WORK TO DO — Give every entry again, word for word.

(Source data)
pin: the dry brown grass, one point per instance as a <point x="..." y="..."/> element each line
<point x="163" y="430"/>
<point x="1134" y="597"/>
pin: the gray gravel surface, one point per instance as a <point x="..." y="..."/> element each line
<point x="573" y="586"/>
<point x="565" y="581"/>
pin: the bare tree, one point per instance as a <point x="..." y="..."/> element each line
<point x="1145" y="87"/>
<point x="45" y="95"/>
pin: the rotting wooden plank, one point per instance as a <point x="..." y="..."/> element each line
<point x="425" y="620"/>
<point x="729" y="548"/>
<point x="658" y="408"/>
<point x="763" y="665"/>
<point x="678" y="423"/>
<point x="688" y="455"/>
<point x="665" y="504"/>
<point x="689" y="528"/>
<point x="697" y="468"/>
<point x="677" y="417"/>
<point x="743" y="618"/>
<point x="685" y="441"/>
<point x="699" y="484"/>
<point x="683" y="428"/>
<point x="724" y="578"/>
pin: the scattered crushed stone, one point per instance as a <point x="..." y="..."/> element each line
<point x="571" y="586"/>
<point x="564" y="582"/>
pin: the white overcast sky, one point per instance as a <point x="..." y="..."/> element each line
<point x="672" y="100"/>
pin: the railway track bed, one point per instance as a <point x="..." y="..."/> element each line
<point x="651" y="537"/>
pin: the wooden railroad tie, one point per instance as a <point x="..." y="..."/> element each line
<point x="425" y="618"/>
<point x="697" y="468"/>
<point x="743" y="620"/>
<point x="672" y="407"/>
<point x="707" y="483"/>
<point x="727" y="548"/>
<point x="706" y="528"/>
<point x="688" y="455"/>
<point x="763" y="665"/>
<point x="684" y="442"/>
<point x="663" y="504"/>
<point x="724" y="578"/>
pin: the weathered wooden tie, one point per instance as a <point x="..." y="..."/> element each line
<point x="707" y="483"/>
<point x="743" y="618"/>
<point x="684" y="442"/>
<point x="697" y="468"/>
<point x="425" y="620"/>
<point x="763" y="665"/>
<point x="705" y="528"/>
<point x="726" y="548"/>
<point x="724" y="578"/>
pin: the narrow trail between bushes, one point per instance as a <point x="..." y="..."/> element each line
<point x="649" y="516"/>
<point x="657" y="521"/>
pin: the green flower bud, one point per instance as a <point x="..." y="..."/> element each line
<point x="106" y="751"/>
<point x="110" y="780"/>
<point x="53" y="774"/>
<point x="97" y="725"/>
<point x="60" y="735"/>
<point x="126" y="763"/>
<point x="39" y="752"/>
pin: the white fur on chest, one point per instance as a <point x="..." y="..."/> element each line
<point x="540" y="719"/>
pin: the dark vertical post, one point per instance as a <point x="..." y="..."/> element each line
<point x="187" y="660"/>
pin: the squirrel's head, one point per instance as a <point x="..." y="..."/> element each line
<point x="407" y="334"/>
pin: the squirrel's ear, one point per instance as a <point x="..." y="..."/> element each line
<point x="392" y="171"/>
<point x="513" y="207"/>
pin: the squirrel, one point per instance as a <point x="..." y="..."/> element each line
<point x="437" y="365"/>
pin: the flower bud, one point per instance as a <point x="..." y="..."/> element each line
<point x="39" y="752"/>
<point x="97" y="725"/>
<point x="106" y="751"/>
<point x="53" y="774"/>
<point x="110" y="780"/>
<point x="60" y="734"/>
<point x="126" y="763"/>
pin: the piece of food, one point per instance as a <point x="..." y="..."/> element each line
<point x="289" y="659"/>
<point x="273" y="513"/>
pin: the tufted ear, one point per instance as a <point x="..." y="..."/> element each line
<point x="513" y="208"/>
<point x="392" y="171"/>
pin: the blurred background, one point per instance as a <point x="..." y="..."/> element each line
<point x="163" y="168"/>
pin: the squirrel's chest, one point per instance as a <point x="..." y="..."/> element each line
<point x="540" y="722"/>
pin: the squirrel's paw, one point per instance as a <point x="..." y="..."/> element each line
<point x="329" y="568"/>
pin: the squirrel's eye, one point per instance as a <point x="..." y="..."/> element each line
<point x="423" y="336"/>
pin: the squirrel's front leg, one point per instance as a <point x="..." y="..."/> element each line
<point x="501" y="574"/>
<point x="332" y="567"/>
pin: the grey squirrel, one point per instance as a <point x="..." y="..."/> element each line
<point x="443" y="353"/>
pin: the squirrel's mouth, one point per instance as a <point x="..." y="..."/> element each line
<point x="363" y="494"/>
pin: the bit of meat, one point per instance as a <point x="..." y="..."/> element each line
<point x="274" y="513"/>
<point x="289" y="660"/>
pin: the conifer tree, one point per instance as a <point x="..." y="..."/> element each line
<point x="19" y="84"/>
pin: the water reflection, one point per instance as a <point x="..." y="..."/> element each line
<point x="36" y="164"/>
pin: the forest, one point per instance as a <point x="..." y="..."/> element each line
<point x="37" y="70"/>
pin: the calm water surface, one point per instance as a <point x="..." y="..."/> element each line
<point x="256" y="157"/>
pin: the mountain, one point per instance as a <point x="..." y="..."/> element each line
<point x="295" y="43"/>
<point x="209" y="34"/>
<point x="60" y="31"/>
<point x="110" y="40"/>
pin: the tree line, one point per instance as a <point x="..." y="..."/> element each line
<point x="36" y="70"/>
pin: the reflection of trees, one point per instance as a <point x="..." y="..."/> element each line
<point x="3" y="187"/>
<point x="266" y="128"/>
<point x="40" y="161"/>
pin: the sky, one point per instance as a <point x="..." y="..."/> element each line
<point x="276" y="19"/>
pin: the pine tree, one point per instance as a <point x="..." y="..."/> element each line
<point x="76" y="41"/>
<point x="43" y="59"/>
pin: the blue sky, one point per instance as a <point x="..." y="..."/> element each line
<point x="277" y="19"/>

FINAL RESULT —
pin: the dry brown grass, one point per instance as a <point x="..." y="..."/> element each line
<point x="163" y="430"/>
<point x="1134" y="597"/>
pin: the gray gravel surface, one point per instance as a <point x="..." y="..."/> element each line
<point x="573" y="586"/>
<point x="565" y="581"/>
pin: the bare tree, one point per instance as a <point x="..." y="..."/> element each line
<point x="1145" y="87"/>
<point x="45" y="95"/>
pin: the rotting wooden plank, one point per instance as a <point x="..." y="..."/> element each line
<point x="425" y="620"/>
<point x="729" y="548"/>
<point x="658" y="408"/>
<point x="763" y="665"/>
<point x="678" y="423"/>
<point x="688" y="455"/>
<point x="665" y="504"/>
<point x="689" y="528"/>
<point x="697" y="468"/>
<point x="677" y="417"/>
<point x="743" y="618"/>
<point x="685" y="441"/>
<point x="699" y="484"/>
<point x="683" y="428"/>
<point x="724" y="578"/>
pin: the scattered crushed stone, one point per instance as a <point x="..." y="..."/> element each line
<point x="571" y="586"/>
<point x="564" y="582"/>
pin: the white overcast sky, one point per instance as a <point x="..." y="..."/> element each line
<point x="672" y="100"/>
pin: the railway track bed, one point per instance as a <point x="..." y="..."/> element each line
<point x="651" y="537"/>
pin: the wooden railroad tie, one point per instance as a <point x="..." y="..."/> element each line
<point x="425" y="618"/>
<point x="697" y="468"/>
<point x="743" y="620"/>
<point x="672" y="407"/>
<point x="707" y="483"/>
<point x="727" y="548"/>
<point x="706" y="528"/>
<point x="688" y="455"/>
<point x="763" y="665"/>
<point x="684" y="442"/>
<point x="663" y="504"/>
<point x="724" y="578"/>
pin: the weathered wooden tie, one point per instance as a <point x="..." y="..."/> element each line
<point x="707" y="483"/>
<point x="743" y="618"/>
<point x="684" y="442"/>
<point x="697" y="468"/>
<point x="425" y="620"/>
<point x="763" y="665"/>
<point x="705" y="528"/>
<point x="726" y="548"/>
<point x="724" y="578"/>
pin: the narrow trail between bushes, one point per instance as a <point x="..." y="..."/> element each line
<point x="649" y="516"/>
<point x="657" y="521"/>
pin: the green flower bud, one point per instance as a <point x="..." y="..."/> element each line
<point x="106" y="751"/>
<point x="110" y="780"/>
<point x="53" y="774"/>
<point x="97" y="725"/>
<point x="60" y="735"/>
<point x="126" y="763"/>
<point x="39" y="752"/>
pin: the white fur on chest, one point per instance as a <point x="..." y="..."/> element each line
<point x="540" y="719"/>
pin: the dark vertical post, one point per instance as a <point x="..." y="..."/> element each line
<point x="187" y="660"/>
pin: the squirrel's head, one point per instance as a <point x="..." y="..."/> element each line
<point x="407" y="334"/>
pin: the squirrel's ear, one point per instance as a <point x="..." y="..."/> element each line
<point x="392" y="171"/>
<point x="513" y="207"/>
pin: the squirrel, one point per instance as a <point x="..." y="..."/> element each line
<point x="437" y="365"/>
pin: the flower bud, one point per instance as a <point x="..." y="..."/> element each line
<point x="39" y="752"/>
<point x="97" y="725"/>
<point x="106" y="751"/>
<point x="53" y="774"/>
<point x="110" y="780"/>
<point x="60" y="734"/>
<point x="126" y="763"/>
pin: the piece of food, one point per instance as a <point x="..." y="..."/> element each line
<point x="289" y="659"/>
<point x="273" y="513"/>
pin: the tufted ear, one point per instance as a <point x="..." y="..."/> element each line
<point x="513" y="208"/>
<point x="392" y="171"/>
pin: the blurred background, one point per instance as a <point x="..." y="..."/> element each line
<point x="163" y="168"/>
pin: the squirrel's chest, one point per instance as a <point x="..." y="..."/> element each line
<point x="540" y="722"/>
pin: the squirrel's paw, one point per instance as a <point x="..." y="..."/> element each line
<point x="329" y="568"/>
pin: the squirrel's eye, one point per instance as a <point x="..." y="..."/> element each line
<point x="423" y="336"/>
pin: the squirrel's front leg, one point per instance as a <point x="..." y="..."/> element each line
<point x="501" y="574"/>
<point x="332" y="567"/>
pin: the grey squirrel, one point per instance as a <point x="..." y="..."/> element each line
<point x="443" y="353"/>
pin: the squirrel's mouth, one point per instance as a <point x="..." y="..."/> element each line
<point x="363" y="494"/>
pin: the bit of meat, one point per instance as a <point x="..." y="..."/> element each line
<point x="274" y="513"/>
<point x="289" y="660"/>
pin: the conifer tree, one point per instance as a <point x="..." y="..."/> element each line
<point x="19" y="84"/>
pin: the water reflection, one point per instance as a <point x="..." y="..."/> element each line
<point x="36" y="164"/>
pin: the forest, one point per instance as a <point x="..." y="..."/> element each line
<point x="37" y="70"/>
pin: the calm water surface, one point per instance as a <point x="..." y="..."/> element each line
<point x="256" y="157"/>
pin: the mountain, one point per instance as a <point x="..." y="..."/> element each line
<point x="295" y="43"/>
<point x="209" y="34"/>
<point x="60" y="31"/>
<point x="110" y="40"/>
pin: the tree line, one point per instance as a <point x="..." y="..."/> element each line
<point x="36" y="70"/>
pin: the reflection of trees, one point per instance as a <point x="..." y="..."/> element each line
<point x="3" y="187"/>
<point x="266" y="128"/>
<point x="40" y="161"/>
pin: the sky, one point per instance as a <point x="..." y="..."/> element each line
<point x="276" y="19"/>
pin: the pine tree, one point per instance as a <point x="..." y="..."/> element each line
<point x="76" y="41"/>
<point x="43" y="59"/>
pin: the blue sky, one point per instance as a <point x="..." y="..."/> element each line
<point x="277" y="19"/>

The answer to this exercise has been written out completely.